◆ **RECORDS FOR THIS EXERCISE**
Segment Open

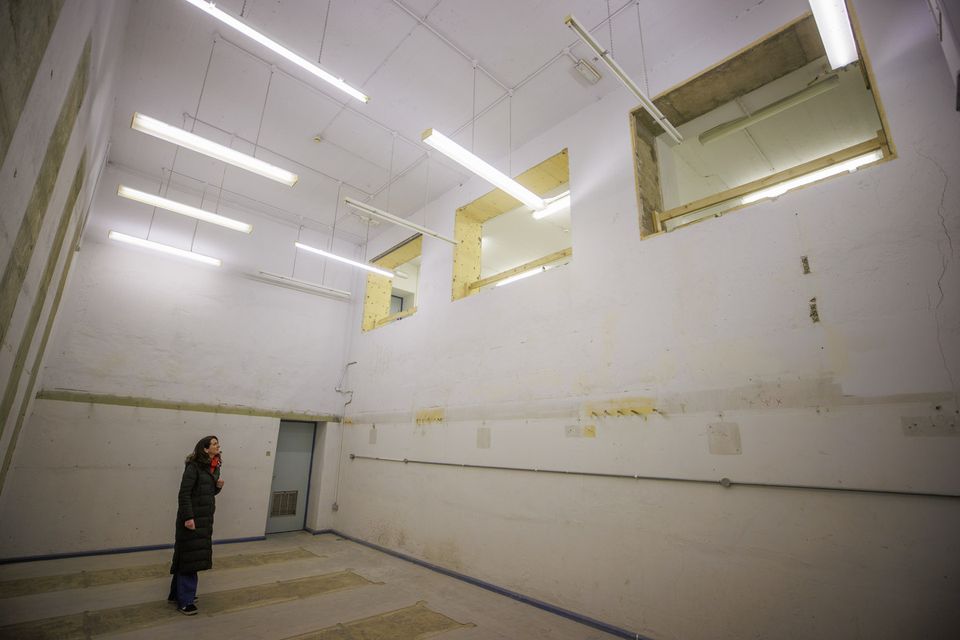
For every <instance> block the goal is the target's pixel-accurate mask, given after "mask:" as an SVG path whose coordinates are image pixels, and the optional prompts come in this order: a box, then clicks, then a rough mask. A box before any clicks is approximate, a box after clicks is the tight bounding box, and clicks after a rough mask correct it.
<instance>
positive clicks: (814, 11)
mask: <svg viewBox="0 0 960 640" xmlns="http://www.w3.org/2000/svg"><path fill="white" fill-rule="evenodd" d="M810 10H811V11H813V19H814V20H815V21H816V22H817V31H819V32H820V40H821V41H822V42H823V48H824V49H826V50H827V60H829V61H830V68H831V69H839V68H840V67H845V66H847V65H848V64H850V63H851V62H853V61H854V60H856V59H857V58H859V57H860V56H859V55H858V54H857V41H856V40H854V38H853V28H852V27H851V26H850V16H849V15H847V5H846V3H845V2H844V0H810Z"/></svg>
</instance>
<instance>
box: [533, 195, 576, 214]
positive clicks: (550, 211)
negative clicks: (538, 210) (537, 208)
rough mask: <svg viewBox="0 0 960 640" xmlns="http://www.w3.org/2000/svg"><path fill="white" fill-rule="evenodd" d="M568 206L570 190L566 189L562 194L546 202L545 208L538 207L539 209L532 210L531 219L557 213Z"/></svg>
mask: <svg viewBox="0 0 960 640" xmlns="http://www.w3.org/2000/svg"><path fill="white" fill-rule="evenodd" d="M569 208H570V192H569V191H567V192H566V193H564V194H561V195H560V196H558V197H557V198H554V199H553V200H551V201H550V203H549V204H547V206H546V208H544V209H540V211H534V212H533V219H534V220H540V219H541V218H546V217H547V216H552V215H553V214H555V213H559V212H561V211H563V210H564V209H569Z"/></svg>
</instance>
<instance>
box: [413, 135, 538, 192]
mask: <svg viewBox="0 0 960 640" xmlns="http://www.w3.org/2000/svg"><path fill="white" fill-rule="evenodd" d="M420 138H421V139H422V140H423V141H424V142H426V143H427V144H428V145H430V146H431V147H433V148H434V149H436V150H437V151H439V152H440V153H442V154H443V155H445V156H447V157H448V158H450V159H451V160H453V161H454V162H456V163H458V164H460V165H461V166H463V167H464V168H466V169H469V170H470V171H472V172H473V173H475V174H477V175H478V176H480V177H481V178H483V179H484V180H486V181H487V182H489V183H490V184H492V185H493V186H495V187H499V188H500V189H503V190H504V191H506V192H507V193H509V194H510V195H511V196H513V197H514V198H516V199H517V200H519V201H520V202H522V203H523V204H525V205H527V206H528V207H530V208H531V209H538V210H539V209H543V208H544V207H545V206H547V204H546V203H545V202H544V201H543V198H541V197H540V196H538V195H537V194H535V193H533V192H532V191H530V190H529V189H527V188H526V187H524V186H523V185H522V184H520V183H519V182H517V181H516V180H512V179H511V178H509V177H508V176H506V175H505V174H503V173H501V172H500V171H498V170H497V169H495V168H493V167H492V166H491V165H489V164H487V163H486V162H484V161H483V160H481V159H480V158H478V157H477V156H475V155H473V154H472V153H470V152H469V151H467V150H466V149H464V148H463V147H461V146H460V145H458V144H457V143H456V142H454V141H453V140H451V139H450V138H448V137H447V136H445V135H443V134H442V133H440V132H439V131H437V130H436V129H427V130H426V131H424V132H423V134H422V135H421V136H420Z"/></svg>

Segment Closed

◆ **WORK TASK**
Every entry is to be reproduced word for word, and no image is carried over.

◆ **SOLUTION**
For every <instance> block the goal is the target's pixel-accurate mask, given after "mask:" as an SVG path whose coordinates are image pixels, and the optional prompts come in this order: a box, then clicks, then a rough mask. A box before any clicks is approximate, a box after clicks is the tight bounding box, and clicks after a rough mask correct it.
<instance>
positive clicks: (814, 11)
mask: <svg viewBox="0 0 960 640" xmlns="http://www.w3.org/2000/svg"><path fill="white" fill-rule="evenodd" d="M810 10H811V11H813V19H814V20H815V21H816V22H817V31H819V32H820V40H821V41H822V42H823V48H824V49H826V50H827V60H829V61H830V68H831V69H839V68H840V67H845V66H847V65H848V64H850V63H851V62H853V61H854V60H856V59H857V58H859V57H860V56H859V55H858V54H857V41H856V40H854V38H853V28H852V27H851V26H850V16H849V15H847V5H846V3H845V2H844V0H810Z"/></svg>
</instance>
<instance>
box: [533, 195, 576, 214]
positive clicks: (550, 211)
negative clicks: (538, 210) (537, 208)
rough mask: <svg viewBox="0 0 960 640" xmlns="http://www.w3.org/2000/svg"><path fill="white" fill-rule="evenodd" d="M568 206L570 190L566 189L562 194L546 202L545 208L538 207L539 209L532 210L531 219L557 213Z"/></svg>
mask: <svg viewBox="0 0 960 640" xmlns="http://www.w3.org/2000/svg"><path fill="white" fill-rule="evenodd" d="M569 208H570V192H569V191H567V192H566V193H564V194H561V195H560V196H558V197H557V198H554V199H553V200H551V201H550V203H549V204H547V206H546V208H544V209H540V211H534V212H533V219H534V220H540V219H541V218H546V217H547V216H552V215H553V214H555V213H559V212H561V211H563V210H564V209H569Z"/></svg>
</instance>
<instance>
box: [413, 135, 538, 192]
mask: <svg viewBox="0 0 960 640" xmlns="http://www.w3.org/2000/svg"><path fill="white" fill-rule="evenodd" d="M420 138H421V139H422V140H423V141H424V142H426V143H427V144H428V145H430V146H431V147H433V148H434V149H436V150H437V151H439V152H440V153H442V154H443V155H445V156H447V157H448V158H450V159H451V160H453V161H454V162H456V163H458V164H460V165H461V166H463V167H464V168H466V169H469V170H470V171H472V172H473V173H475V174H477V175H478V176H480V177H481V178H483V179H484V180H486V181H487V182H489V183H490V184H492V185H493V186H495V187H499V188H500V189H503V190H504V191H506V192H507V193H509V194H510V195H511V196H513V197H514V198H516V199H517V200H519V201H520V202H522V203H523V204H525V205H527V206H528V207H530V208H531V209H538V210H539V209H543V208H544V207H545V206H547V204H546V203H545V202H544V201H543V198H541V197H540V196H538V195H537V194H535V193H533V192H532V191H530V190H529V189H527V188H526V187H524V186H523V185H522V184H520V183H519V182H517V181H516V180H512V179H511V178H509V177H508V176H506V175H505V174H503V173H501V172H500V171H498V170H497V169H495V168H493V167H492V166H491V165H489V164H487V163H486V162H484V161H483V160H481V159H480V158H478V157H477V156H475V155H473V154H472V153H470V152H469V151H467V150H466V149H464V148H463V147H461V146H460V145H458V144H457V143H456V142H454V141H453V140H451V139H450V138H448V137H447V136H445V135H443V134H442V133H440V132H439V131H437V130H436V129H427V130H426V131H424V132H423V134H422V135H421V136H420Z"/></svg>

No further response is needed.